Stored data entries
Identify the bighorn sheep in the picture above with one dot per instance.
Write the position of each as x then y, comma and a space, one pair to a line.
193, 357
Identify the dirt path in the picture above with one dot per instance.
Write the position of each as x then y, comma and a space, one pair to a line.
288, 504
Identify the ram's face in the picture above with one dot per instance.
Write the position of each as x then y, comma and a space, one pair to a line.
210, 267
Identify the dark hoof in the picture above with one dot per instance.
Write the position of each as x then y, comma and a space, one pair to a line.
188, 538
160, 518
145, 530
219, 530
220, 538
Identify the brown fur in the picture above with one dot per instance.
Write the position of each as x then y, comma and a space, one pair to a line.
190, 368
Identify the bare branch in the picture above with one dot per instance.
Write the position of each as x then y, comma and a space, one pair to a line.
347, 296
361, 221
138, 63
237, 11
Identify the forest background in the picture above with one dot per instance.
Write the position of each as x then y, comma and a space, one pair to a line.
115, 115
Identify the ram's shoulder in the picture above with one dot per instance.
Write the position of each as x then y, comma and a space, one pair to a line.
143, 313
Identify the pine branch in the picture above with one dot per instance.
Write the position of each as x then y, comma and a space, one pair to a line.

- _What is needed_
Only the lines from the one holding "Identify the brown" through the end of the listing should be given again, exactly and with both ends included.

- _Worked answer_
Identify the brown fur in the picture above with one dot per instance.
Write the position of each as x then y, comma and a space, one pair to a line.
190, 368
Identify the bare branch in the picture above with one dot per instance.
Write the position of each as x then y, comma and a space, one pair to a line.
347, 296
361, 221
138, 63
237, 11
Identify the forest background in the picture above with one dot per instance.
Write the position of each as x then y, comma and a space, one pair to a line.
115, 115
Identify the ram's shoulder in the picture above with one dot per instance.
Write the position of each as x then y, comma and a space, one pair to a line.
143, 313
Identify the pine branch in the picture above with one dot per instance.
Write the position of each as x then y, comma and a space, one pair to a line.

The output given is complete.